Give the lines from the line with "reflection for player-tracking calibration." up to and including the line with "[653,551,900,707]" as a Markdown table with two columns, No. and Line, numbering each line in order and leaving out blank lines.

-- Begin --

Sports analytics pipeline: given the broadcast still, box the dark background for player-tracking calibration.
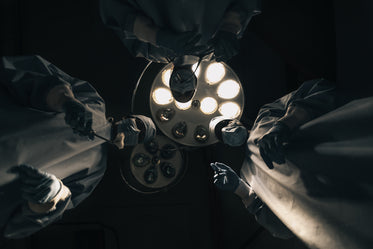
[0,0,373,249]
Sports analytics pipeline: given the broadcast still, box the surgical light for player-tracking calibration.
[175,100,192,110]
[206,62,225,85]
[200,97,218,115]
[162,69,172,87]
[217,80,240,99]
[153,88,173,105]
[219,102,241,118]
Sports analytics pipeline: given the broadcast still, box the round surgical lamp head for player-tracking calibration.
[170,65,197,103]
[147,60,244,147]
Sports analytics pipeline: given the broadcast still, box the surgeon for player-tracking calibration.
[211,79,373,248]
[210,79,335,239]
[0,56,156,238]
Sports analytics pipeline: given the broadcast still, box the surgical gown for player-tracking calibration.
[241,80,373,249]
[0,56,111,238]
[100,0,260,63]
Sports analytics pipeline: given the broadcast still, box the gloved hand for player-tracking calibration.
[209,31,240,61]
[63,98,94,140]
[156,29,206,56]
[256,122,290,169]
[11,165,61,204]
[117,118,140,147]
[210,162,240,192]
[221,120,247,146]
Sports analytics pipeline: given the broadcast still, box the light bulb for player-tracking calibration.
[153,88,174,105]
[200,97,218,115]
[206,62,225,85]
[217,80,240,99]
[219,102,241,118]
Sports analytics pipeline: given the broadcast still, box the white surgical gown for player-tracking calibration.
[0,56,111,238]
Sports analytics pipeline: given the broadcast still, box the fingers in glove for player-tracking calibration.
[210,163,219,171]
[215,162,231,170]
[259,146,273,169]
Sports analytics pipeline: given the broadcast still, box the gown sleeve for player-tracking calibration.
[0,55,75,111]
[253,79,336,130]
[227,0,261,38]
[0,56,107,238]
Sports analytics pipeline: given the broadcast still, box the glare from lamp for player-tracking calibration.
[219,102,241,118]
[162,69,172,87]
[153,88,174,105]
[217,80,240,99]
[206,62,225,85]
[200,97,218,115]
[192,62,201,78]
[175,100,192,111]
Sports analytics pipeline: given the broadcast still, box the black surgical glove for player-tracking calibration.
[210,162,240,192]
[156,29,205,56]
[210,31,240,61]
[63,98,94,140]
[256,122,290,169]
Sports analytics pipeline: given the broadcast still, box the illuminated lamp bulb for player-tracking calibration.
[217,80,240,99]
[153,88,174,105]
[162,69,172,87]
[200,97,218,115]
[206,62,225,85]
[219,102,241,118]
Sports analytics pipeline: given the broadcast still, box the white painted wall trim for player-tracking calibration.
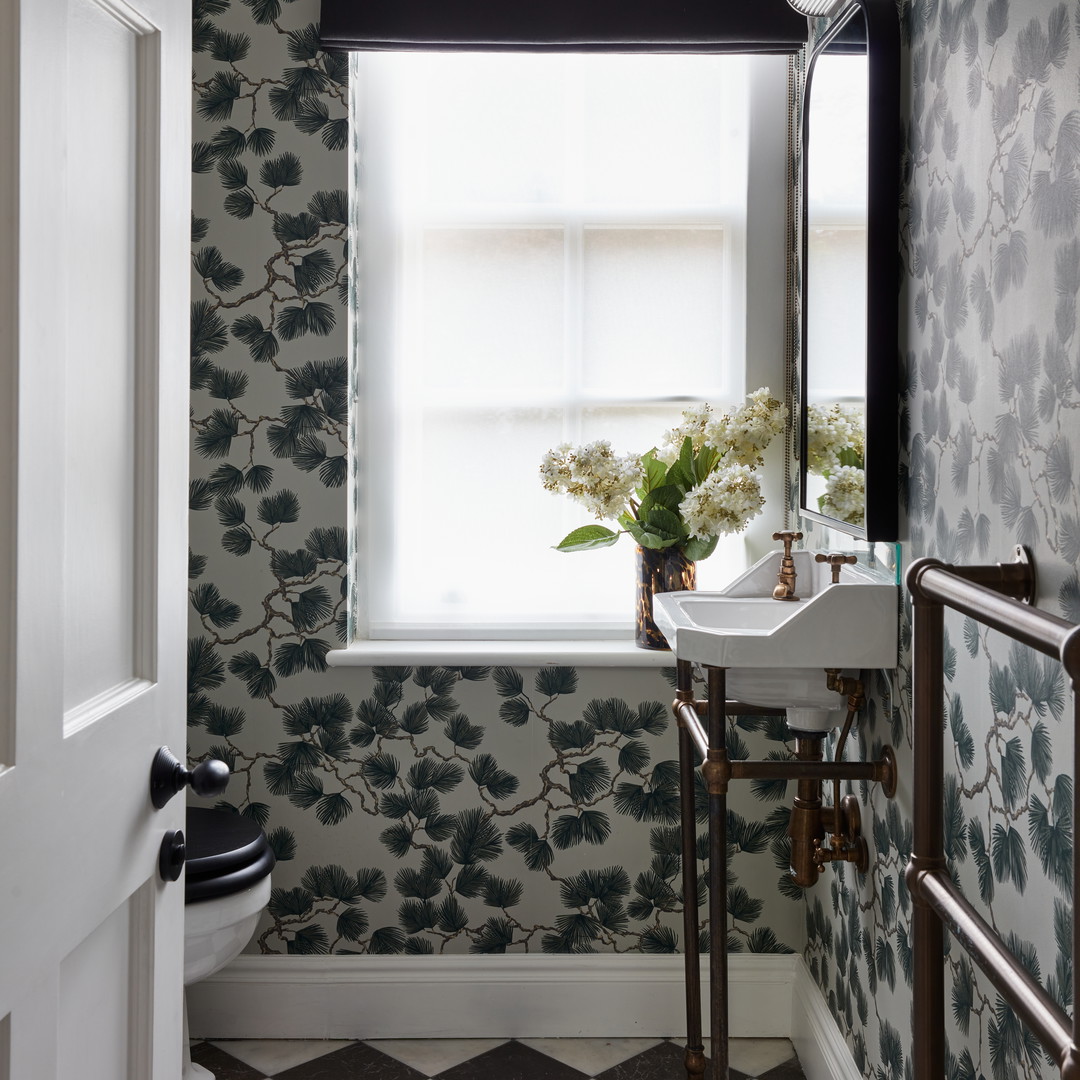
[188,953,803,1041]
[791,957,863,1080]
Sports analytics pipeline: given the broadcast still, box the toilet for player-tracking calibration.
[183,807,274,1080]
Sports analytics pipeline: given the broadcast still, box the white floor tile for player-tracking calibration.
[364,1039,508,1077]
[211,1039,355,1076]
[517,1039,663,1077]
[728,1039,795,1077]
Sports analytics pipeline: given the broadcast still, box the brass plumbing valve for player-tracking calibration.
[813,795,870,874]
[772,531,802,600]
[813,551,859,585]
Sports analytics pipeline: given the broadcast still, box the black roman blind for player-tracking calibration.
[321,0,807,53]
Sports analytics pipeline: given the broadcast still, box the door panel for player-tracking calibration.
[0,0,191,1080]
[63,0,150,729]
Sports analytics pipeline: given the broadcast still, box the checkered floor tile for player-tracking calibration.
[191,1039,804,1080]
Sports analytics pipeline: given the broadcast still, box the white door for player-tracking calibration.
[0,0,191,1080]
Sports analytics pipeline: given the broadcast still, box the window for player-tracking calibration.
[353,53,787,638]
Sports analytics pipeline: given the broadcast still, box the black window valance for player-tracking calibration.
[321,0,807,53]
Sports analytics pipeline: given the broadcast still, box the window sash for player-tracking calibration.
[354,57,768,638]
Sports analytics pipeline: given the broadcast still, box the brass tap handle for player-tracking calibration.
[812,552,859,585]
[772,530,802,558]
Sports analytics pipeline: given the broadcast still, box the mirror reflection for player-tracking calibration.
[802,9,869,528]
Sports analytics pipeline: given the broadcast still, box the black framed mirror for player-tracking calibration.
[799,0,900,541]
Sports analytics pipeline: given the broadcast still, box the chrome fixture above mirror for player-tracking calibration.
[788,0,900,540]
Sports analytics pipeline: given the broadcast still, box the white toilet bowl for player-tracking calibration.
[183,807,274,1080]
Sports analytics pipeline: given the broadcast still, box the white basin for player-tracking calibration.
[652,551,899,708]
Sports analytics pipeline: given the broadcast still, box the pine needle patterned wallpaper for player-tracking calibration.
[189,0,1080,1080]
[188,0,805,954]
[806,0,1080,1080]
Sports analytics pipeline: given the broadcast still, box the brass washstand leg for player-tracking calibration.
[676,660,705,1080]
[705,667,728,1080]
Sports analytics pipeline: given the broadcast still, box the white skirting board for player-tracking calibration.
[188,953,799,1039]
[188,953,861,1080]
[789,959,863,1080]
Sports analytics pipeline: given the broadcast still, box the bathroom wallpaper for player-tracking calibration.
[806,0,1080,1080]
[188,0,805,963]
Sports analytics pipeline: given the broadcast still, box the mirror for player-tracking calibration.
[799,0,900,540]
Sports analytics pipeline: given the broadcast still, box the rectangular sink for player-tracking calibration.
[653,551,900,707]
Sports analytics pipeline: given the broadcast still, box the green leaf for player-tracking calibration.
[637,484,685,521]
[555,525,620,551]
[623,519,678,551]
[638,449,667,495]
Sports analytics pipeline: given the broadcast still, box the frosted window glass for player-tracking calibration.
[583,229,725,395]
[808,54,869,212]
[807,226,866,401]
[417,229,565,391]
[584,56,742,206]
[423,53,565,203]
[393,408,634,623]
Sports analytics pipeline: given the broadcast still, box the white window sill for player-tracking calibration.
[326,637,675,667]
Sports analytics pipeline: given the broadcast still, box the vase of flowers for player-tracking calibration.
[540,387,787,649]
[807,402,866,525]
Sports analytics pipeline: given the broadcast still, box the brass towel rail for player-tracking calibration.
[905,548,1080,1080]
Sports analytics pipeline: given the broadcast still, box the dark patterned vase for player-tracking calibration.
[634,548,698,649]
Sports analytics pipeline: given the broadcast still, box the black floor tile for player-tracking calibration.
[761,1057,806,1080]
[435,1040,588,1080]
[191,1042,264,1080]
[274,1042,424,1080]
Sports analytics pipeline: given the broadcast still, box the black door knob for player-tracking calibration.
[150,746,230,812]
[158,828,188,881]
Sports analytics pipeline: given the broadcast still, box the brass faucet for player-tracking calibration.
[772,531,802,600]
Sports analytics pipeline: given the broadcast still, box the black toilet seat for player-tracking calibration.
[184,807,274,904]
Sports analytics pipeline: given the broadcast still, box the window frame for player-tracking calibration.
[349,50,791,648]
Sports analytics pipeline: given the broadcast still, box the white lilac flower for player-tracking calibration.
[821,465,866,525]
[807,403,866,473]
[540,438,642,519]
[657,403,713,465]
[678,464,765,540]
[705,387,787,467]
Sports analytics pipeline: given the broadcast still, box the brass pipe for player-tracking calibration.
[1062,681,1080,1054]
[672,698,708,760]
[705,667,729,1080]
[675,660,707,1080]
[787,732,825,889]
[905,549,1080,1080]
[916,868,1072,1075]
[906,549,1080,683]
[728,746,895,781]
[906,579,945,1080]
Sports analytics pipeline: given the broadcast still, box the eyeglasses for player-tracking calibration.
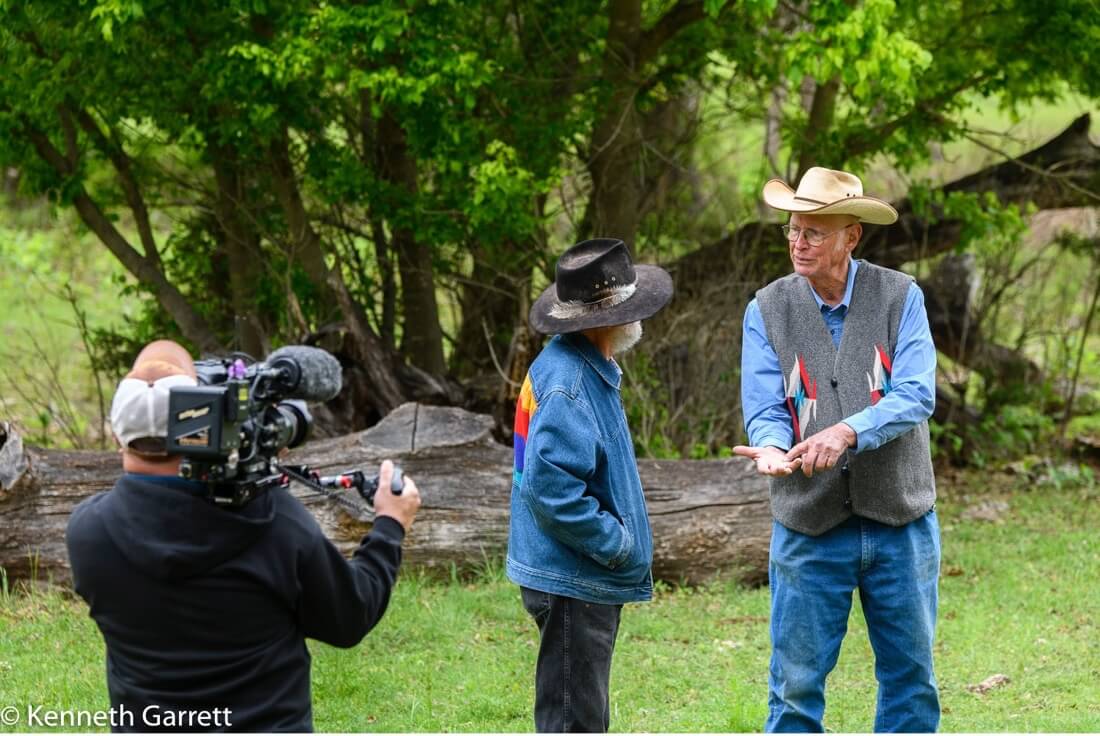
[780,222,855,248]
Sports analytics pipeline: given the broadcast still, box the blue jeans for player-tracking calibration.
[519,587,623,734]
[765,509,939,733]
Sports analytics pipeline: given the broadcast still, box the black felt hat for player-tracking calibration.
[528,238,672,334]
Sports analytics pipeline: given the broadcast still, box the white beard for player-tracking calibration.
[609,322,641,355]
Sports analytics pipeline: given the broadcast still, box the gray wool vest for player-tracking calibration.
[757,261,936,536]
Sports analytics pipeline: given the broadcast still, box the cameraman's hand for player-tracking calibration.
[374,460,420,532]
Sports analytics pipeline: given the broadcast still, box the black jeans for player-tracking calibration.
[519,587,623,733]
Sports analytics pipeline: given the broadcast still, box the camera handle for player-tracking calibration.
[277,465,405,507]
[317,465,405,506]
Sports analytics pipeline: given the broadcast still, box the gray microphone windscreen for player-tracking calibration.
[266,345,343,402]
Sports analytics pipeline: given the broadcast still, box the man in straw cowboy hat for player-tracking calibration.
[734,167,939,732]
[507,239,672,732]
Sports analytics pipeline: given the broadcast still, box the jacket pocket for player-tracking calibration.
[607,516,638,570]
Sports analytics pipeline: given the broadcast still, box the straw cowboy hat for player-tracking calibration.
[763,166,898,224]
[528,238,672,334]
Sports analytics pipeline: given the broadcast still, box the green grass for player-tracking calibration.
[0,468,1100,732]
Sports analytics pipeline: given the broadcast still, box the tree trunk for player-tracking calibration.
[210,143,270,359]
[0,404,771,583]
[376,112,447,375]
[268,133,405,415]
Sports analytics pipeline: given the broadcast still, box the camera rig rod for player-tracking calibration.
[274,464,405,513]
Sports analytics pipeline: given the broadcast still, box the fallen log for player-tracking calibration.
[0,404,771,584]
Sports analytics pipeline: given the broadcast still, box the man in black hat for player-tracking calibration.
[507,239,672,732]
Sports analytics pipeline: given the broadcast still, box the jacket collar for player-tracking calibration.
[560,332,623,391]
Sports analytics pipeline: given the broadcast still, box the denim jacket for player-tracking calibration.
[506,334,653,604]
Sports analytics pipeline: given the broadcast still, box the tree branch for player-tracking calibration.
[21,117,221,352]
[637,0,733,68]
[76,108,161,264]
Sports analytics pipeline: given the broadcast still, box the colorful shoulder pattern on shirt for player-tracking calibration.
[512,375,539,483]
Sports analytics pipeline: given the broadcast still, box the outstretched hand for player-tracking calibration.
[734,444,802,477]
[784,421,856,477]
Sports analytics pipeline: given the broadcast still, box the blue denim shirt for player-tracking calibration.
[506,334,653,604]
[741,259,936,452]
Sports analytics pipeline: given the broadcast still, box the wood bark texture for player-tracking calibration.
[0,403,771,584]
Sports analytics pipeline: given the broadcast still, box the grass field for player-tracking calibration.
[0,466,1100,732]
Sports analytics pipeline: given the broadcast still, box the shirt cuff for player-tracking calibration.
[840,411,879,454]
[371,516,405,545]
[752,435,791,452]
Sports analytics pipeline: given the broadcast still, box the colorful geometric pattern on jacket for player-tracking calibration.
[512,376,539,483]
[867,344,891,406]
[783,355,817,442]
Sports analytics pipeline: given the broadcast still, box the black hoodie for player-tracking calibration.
[66,474,405,732]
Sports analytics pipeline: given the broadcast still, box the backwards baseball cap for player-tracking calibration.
[111,340,198,457]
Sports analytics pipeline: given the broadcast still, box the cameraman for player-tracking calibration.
[66,340,420,732]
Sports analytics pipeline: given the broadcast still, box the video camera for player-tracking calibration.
[167,345,403,510]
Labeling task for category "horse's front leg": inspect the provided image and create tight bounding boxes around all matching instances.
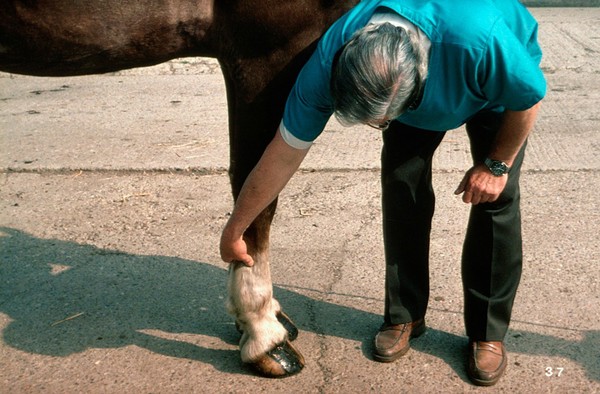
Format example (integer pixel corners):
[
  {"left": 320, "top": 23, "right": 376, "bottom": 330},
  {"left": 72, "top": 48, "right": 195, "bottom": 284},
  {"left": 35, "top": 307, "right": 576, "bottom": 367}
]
[{"left": 227, "top": 203, "right": 304, "bottom": 377}]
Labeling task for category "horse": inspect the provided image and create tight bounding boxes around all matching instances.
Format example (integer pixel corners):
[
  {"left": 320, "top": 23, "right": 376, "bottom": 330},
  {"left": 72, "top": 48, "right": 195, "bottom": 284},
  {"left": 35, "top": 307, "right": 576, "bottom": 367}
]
[{"left": 0, "top": 0, "right": 358, "bottom": 377}]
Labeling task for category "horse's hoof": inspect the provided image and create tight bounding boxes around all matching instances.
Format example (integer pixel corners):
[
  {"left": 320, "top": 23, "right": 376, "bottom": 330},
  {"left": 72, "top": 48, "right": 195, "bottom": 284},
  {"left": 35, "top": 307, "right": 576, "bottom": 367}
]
[
  {"left": 250, "top": 340, "right": 304, "bottom": 378},
  {"left": 235, "top": 311, "right": 298, "bottom": 341},
  {"left": 277, "top": 311, "right": 298, "bottom": 341}
]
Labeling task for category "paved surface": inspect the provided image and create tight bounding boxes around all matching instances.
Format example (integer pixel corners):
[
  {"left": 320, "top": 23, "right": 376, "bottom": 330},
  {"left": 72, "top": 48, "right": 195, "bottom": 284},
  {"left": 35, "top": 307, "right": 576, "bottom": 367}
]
[{"left": 0, "top": 8, "right": 600, "bottom": 393}]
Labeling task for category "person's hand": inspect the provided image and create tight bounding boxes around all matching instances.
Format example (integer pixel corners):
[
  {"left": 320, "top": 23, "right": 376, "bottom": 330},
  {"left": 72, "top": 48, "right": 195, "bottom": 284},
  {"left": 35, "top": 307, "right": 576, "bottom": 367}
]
[
  {"left": 220, "top": 229, "right": 254, "bottom": 267},
  {"left": 454, "top": 164, "right": 508, "bottom": 205}
]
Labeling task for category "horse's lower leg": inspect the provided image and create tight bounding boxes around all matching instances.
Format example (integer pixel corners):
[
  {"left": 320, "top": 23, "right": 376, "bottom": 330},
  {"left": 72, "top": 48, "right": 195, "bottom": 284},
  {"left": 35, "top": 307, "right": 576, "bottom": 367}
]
[{"left": 228, "top": 203, "right": 304, "bottom": 377}]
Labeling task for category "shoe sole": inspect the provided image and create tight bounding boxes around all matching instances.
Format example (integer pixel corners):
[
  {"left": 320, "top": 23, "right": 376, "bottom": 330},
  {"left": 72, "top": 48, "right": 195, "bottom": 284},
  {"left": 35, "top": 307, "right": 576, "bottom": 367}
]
[{"left": 373, "top": 322, "right": 427, "bottom": 363}]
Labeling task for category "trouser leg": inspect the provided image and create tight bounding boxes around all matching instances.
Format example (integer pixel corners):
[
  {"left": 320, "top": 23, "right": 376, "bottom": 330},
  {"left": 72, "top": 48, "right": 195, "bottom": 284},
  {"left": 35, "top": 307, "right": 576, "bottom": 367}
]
[
  {"left": 462, "top": 113, "right": 525, "bottom": 341},
  {"left": 381, "top": 122, "right": 444, "bottom": 324}
]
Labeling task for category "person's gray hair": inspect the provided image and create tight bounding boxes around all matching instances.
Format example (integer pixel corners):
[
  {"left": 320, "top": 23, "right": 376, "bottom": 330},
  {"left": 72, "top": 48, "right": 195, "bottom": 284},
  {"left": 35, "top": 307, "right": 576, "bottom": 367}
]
[{"left": 330, "top": 23, "right": 427, "bottom": 126}]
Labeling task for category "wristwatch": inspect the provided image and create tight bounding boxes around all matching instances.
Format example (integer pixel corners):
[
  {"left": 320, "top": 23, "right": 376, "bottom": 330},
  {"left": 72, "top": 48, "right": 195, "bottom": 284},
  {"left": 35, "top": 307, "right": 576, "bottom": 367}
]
[{"left": 484, "top": 157, "right": 510, "bottom": 176}]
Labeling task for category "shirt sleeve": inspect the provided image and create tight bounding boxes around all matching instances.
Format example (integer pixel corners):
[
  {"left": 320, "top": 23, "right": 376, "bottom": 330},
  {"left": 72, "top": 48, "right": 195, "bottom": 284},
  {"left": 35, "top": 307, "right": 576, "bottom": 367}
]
[
  {"left": 280, "top": 46, "right": 333, "bottom": 149},
  {"left": 478, "top": 22, "right": 546, "bottom": 111}
]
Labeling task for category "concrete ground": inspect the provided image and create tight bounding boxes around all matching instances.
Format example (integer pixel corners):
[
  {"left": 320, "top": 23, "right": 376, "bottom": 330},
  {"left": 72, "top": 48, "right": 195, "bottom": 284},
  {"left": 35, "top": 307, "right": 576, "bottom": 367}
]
[{"left": 0, "top": 8, "right": 600, "bottom": 393}]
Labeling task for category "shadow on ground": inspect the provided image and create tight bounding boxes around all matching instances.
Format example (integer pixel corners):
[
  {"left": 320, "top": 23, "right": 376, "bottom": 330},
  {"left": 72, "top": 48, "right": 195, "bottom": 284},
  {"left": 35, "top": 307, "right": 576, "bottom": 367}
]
[{"left": 0, "top": 228, "right": 600, "bottom": 381}]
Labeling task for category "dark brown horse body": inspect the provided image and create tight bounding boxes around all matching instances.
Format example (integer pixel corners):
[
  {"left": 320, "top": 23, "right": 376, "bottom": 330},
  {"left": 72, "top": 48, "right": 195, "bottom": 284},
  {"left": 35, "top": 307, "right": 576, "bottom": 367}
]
[{"left": 0, "top": 0, "right": 357, "bottom": 376}]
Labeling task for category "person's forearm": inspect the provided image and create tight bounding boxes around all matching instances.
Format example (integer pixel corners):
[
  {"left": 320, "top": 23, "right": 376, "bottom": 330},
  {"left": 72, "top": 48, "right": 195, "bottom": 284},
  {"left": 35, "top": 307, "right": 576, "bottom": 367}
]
[
  {"left": 224, "top": 132, "right": 308, "bottom": 238},
  {"left": 488, "top": 103, "right": 540, "bottom": 167}
]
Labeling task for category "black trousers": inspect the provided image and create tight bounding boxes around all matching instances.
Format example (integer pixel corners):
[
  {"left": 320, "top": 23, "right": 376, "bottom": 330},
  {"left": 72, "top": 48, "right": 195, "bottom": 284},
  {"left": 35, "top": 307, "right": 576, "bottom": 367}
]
[{"left": 381, "top": 112, "right": 525, "bottom": 341}]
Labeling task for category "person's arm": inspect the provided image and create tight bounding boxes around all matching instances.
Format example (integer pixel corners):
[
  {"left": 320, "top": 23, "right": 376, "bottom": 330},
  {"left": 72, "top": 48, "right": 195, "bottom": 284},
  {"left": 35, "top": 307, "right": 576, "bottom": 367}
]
[
  {"left": 220, "top": 131, "right": 309, "bottom": 266},
  {"left": 454, "top": 102, "right": 540, "bottom": 205}
]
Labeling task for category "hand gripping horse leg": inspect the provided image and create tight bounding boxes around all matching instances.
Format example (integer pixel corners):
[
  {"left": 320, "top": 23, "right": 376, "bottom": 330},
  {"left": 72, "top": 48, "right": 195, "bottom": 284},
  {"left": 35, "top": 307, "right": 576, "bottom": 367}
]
[{"left": 227, "top": 208, "right": 304, "bottom": 377}]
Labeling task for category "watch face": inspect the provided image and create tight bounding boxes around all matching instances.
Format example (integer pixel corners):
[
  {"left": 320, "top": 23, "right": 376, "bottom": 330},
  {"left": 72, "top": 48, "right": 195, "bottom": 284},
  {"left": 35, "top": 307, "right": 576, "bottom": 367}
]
[{"left": 485, "top": 159, "right": 508, "bottom": 176}]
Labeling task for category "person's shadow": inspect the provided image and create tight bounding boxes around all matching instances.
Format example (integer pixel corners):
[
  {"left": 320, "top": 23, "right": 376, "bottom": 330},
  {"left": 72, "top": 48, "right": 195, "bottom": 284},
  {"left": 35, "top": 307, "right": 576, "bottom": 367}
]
[{"left": 0, "top": 228, "right": 600, "bottom": 381}]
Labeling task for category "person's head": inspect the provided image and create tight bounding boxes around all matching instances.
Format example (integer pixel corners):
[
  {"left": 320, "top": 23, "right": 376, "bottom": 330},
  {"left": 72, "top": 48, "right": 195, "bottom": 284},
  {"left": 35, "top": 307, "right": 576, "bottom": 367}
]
[{"left": 330, "top": 23, "right": 427, "bottom": 130}]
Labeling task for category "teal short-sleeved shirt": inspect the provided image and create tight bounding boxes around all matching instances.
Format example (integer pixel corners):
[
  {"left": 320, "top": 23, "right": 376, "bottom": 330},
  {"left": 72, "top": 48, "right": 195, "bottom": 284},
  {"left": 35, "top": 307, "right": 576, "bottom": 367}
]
[{"left": 282, "top": 0, "right": 546, "bottom": 147}]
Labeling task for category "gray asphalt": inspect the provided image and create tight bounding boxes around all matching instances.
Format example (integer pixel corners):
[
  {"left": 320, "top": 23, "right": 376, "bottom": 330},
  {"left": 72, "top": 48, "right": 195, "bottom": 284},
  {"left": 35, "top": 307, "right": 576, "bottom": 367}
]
[{"left": 0, "top": 8, "right": 600, "bottom": 393}]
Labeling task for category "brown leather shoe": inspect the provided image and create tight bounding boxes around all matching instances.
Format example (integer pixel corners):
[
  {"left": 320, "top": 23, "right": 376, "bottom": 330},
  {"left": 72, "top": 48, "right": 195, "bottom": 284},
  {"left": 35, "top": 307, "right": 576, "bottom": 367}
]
[
  {"left": 467, "top": 341, "right": 508, "bottom": 386},
  {"left": 373, "top": 319, "right": 426, "bottom": 363}
]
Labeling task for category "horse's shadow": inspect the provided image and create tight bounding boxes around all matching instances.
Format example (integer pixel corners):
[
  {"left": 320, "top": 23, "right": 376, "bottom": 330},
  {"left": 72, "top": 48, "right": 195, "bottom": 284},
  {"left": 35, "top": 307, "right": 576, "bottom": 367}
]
[{"left": 0, "top": 228, "right": 600, "bottom": 381}]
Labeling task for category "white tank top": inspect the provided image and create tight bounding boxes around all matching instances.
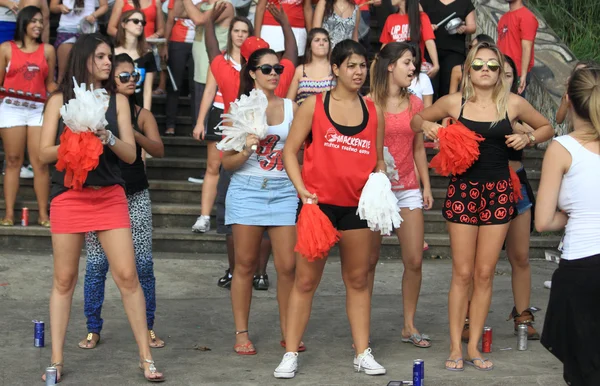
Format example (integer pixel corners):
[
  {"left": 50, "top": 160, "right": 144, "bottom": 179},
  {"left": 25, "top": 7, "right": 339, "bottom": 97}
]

-- End --

**FULL RESPONSE:**
| No. | Line |
|---|---|
| 1 | Sports analytics pipeline: given the broadcast still, box the mirror reflection for player-tracking calibration. |
| 2 | [802,9,869,528] |
| 3 | Sports analytics pipeline: given the broadcast still, box the black framed mirror for player-tracking calibration. |
| 4 | [799,0,900,541] |
| 5 | Sports analytics pipeline: given the broadcast still, box the chrome fixture above mirror for player-tracking calibration. |
| 6 | [788,0,900,540] |
| 7 | Sports analytics pipeline: given the broadcast still, box the white toilet bowl for player-tracking calibration. |
| 8 | [183,807,274,1080] |
| 9 | Sports analytics pipeline: given the broadcast still, box the white basin for player-tracking calibration. |
| 10 | [652,551,899,708] |
| 11 | Sports analytics pipeline: given the broadcast still, box the pine needle patterned wallpaper for player-tracking calibration. |
| 12 | [189,0,1080,1080] |
| 13 | [188,0,805,954] |
| 14 | [806,0,1080,1080] |
| 15 | Sports analytics pipeline: given the broadcast still, box the brass washstand leg for player-tracking calibration. |
| 16 | [676,660,705,1080] |
| 17 | [705,667,728,1080] |
| 18 | Sports analytics pipeline: given the broadcast still, box the white skirting board for player-tracking calibration. |
| 19 | [188,953,799,1039] |
| 20 | [188,953,861,1080] |
| 21 | [789,959,863,1080] |
| 22 | Sports analytics pipeline: given the broadcast still, box the bathroom wallpaper for player-tracking calibration. |
| 23 | [806,0,1080,1080] |
| 24 | [188,0,805,963] |
| 25 | Sports analytics pipeline: given the broadcast still, box the mirror for player-tracking calibration. |
| 26 | [799,0,900,540] |
| 27 | Sports analytics pipeline: given the broadcast still, box the rectangular sink for player-tracking calibration. |
| 28 | [653,551,900,707] |